* **PASSAGE PROVIDED**
Most highly placed Democratic officeholders are willing to appear in public with the execrable George W. Bush but not with the honorable Howard Dean. Party regulars are appalled that Chairman Dean has begun redefining American politics in stark terms that the Homer Simpsons of this nation can easily understand. From Dean’s perspective, the conservatives who subvert democracy are “bad guys” guilty of perpetrating “evil” and therefore must be “defeated”. The concept of confronting Republicans has long been anathema to corporatist Democrats, so the chairman is under siege by the morally compromised Democratic establishment that would rather have the party abandon principle and lose than behave ethically and win.

The internal opposition to Dean is being led by corporate strumpet Joseph Biden, who has publicly declared that the chairman does not speak for him. Tellingly, in the wake of 9/11 Biden announced, “President Bush now speaks for us all.” The senator represents business interests who resent that Dean is reorganizing the party to provide the rank and file with greater influence. Biden has long been a foil for the right wing, a man so unprincipled that as Chairman of the Judiciary Committee he allowed Republicans to ram through the Supreme Court nomination of the perjurious Clarence Thomas. Smiling Joe is extremely comfortable with the Democrats being a perpetual minority party because capitulation to conservatives is his preferred method of operation, and he vilifies any Democrat who plays to win.

Dean plays to win. The chairman is seeking to provide voters with a clearer contrast between Democrats and Republicans, advocating a populist approach that marginalizes conservatives as economic adversaries of the common citizen. He demands that the Democrats become more aggressive in challenging right wing demagoguery on social issues while refusing to concede the high ground on patriotism and religious faith. Dean is seeking to morph the Democratic team from passive victim into dominant aggressor, and the establishments of both parties hate him for it.

Inevitably, there will be a showdown between Democrats who want their party to serve the working class and those who insist that it serve the upper class. The difference between the populists and the elitists was highlighted by their respective positions on Corporate America’s cherished Bankruptcy Abuse Prevention and Consumer Protection Act of 2005. Dean derided the legislation as an assault on consumers by the rapacious financial industry. Biden and other mercantile Democrats embraced the bill as a way to prevent consumers from persecuting multinational conglomerates.

* **JOBS**
1/ Decide whether each statement agrees with the essay on Howard Dean, answering yes or no and quoting the words that settle it: (a) Biden has publicly said that Dean does not speak for him. (b) Dean praised the Bankruptcy Abuse Prevention and Consumer Protection Act of 2005. (c) Biden was Chairman of the Judiciary Committee when Clarence Thomas was nominated to the Supreme Court.
2/ Repeat the part of the essay on Howard Dean starting with "Most highly placed" and going on through "ethically and win.".
3/ Put this sentence from the essay on Howard Dean into Spanish: "Dean is seeking to morph the Democratic team from passive victim into dominant aggressor, and the establishments of both parties hate him for it."
The items are not needed for any of this.

Dataset items:
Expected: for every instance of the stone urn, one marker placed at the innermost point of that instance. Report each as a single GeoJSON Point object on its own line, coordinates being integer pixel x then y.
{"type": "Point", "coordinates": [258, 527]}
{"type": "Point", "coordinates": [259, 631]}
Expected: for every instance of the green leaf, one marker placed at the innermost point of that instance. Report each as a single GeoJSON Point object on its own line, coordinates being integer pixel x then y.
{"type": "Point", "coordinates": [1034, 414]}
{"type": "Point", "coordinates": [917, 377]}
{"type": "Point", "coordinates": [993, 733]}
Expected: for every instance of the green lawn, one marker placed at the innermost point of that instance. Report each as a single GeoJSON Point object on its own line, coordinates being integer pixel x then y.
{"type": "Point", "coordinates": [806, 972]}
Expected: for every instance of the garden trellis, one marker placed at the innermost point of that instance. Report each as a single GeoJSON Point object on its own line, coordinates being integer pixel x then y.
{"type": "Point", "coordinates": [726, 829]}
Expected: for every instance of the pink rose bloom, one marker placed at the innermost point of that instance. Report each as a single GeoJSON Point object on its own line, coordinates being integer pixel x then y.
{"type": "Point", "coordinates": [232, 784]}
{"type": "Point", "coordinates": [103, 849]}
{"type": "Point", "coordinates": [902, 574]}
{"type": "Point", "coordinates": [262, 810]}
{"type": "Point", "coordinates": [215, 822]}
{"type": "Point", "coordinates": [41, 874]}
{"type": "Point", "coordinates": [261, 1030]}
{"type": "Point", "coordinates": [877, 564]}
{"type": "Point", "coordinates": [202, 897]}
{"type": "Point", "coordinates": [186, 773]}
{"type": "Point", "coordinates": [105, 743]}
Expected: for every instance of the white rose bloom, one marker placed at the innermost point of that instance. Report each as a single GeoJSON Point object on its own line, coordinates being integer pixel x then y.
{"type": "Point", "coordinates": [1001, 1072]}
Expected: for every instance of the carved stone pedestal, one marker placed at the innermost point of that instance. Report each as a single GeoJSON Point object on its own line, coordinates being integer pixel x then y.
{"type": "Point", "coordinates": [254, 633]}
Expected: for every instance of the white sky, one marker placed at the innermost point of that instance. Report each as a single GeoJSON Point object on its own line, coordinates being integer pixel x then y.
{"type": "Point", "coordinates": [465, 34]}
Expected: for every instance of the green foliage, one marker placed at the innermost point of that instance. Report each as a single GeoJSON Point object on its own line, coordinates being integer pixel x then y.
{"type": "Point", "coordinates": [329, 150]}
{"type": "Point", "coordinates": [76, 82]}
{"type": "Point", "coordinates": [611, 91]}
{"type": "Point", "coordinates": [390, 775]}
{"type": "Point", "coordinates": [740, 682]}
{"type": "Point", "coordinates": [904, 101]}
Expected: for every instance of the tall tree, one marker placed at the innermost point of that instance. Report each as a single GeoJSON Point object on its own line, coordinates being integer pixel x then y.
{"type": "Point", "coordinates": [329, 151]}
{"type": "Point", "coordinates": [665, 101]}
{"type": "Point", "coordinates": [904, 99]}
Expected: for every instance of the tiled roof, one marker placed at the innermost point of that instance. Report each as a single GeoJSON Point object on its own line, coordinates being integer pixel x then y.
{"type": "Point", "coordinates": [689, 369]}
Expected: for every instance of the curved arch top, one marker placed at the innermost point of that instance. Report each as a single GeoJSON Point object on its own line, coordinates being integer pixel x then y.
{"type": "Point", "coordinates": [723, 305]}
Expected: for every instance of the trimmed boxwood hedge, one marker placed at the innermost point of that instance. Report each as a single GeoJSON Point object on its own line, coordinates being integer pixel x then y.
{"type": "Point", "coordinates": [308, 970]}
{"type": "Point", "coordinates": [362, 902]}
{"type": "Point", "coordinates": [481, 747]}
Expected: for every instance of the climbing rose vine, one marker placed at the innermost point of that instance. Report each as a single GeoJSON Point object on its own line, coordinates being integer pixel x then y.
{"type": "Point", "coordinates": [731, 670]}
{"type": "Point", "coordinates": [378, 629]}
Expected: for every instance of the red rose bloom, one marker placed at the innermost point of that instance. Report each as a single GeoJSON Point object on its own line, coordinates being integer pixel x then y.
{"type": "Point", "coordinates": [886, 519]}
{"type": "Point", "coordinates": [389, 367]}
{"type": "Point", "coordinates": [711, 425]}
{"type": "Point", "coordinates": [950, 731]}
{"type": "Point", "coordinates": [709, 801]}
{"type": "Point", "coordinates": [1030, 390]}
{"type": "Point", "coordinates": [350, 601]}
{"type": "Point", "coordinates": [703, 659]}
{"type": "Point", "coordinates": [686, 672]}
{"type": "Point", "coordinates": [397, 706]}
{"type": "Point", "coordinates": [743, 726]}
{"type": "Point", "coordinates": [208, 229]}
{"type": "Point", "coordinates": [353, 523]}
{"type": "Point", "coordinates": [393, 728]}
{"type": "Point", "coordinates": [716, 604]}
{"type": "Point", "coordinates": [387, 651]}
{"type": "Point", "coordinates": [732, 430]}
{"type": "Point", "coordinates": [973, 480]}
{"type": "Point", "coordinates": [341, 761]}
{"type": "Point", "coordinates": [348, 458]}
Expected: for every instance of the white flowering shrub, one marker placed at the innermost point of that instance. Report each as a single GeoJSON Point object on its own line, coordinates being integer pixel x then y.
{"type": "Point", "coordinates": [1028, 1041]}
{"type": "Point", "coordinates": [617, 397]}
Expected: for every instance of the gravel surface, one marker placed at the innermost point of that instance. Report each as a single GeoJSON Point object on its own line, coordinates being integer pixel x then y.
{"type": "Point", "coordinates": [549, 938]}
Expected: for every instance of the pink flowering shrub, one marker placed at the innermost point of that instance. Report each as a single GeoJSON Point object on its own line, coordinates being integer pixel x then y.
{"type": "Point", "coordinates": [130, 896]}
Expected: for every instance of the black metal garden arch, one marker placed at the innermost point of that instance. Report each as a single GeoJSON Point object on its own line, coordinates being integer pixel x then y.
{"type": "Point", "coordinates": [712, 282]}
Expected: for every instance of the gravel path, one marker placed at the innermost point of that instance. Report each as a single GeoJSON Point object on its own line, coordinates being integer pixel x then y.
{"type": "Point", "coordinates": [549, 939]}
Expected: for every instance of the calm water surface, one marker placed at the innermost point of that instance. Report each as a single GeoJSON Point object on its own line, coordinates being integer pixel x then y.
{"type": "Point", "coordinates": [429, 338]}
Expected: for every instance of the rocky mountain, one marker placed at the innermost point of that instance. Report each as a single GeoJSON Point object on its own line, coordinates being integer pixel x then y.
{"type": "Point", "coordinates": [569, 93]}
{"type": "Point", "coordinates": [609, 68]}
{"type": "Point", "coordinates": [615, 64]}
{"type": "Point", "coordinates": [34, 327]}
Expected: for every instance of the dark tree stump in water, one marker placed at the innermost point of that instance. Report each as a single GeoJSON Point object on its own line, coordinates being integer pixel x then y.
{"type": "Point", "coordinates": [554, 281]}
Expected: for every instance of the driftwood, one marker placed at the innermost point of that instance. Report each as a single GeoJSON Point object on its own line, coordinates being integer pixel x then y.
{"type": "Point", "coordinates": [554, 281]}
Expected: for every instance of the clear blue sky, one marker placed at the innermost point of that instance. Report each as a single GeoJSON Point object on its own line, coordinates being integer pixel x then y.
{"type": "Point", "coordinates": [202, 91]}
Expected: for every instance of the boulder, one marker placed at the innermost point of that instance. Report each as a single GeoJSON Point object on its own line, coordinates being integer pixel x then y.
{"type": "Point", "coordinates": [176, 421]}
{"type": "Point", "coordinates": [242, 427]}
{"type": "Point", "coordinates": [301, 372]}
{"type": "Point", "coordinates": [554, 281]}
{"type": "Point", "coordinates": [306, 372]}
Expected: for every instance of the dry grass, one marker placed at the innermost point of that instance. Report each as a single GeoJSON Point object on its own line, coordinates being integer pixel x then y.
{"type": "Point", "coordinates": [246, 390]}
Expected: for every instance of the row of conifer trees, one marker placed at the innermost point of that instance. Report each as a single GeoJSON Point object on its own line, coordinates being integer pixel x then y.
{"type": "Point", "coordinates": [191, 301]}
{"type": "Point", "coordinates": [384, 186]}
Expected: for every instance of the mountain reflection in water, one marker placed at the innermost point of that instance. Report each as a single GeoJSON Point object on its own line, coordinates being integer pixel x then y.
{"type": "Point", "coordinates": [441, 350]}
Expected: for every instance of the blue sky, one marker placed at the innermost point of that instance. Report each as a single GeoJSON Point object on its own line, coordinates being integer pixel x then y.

* **OUTPUTS FOR THE TASKS**
1/
(a) Yes: "who has publicly declared that the chairman does not speak for him"
(b) No: "Dean derided the legislation as an assault on consumers by the rapacious financial industry."
(c) Yes: "as Chairman of the Judiciary Committee he allowed Republicans to ram through the Supreme Court nomination of the perjurious Clarence Thomas"

2/
Most highly placed Democratic officeholders are willing to appear in public with the execrable George W. Bush but not with the honorable Howard Dean. Party regulars are appalled that Chairman Dean has begun redefining American politics in stark terms that the Homer Simpsons of this nation can easily understand. From Dean’s perspective, the conservatives who subvert democracy are “bad guys” guilty of perpetrating “evil” and therefore must be “defeated”. The concept of confronting Republicans has long been anathema to corporatist Democrats, so the chairman is under siege by the morally compromised Democratic establishment that would rather have the party abandon principle and lose than behave ethically and win.

3/ Dean busca transformar al equipo demócrata de víctima pasiva en agresor dominante, y las cúpulas de ambos partidos lo odian por ello.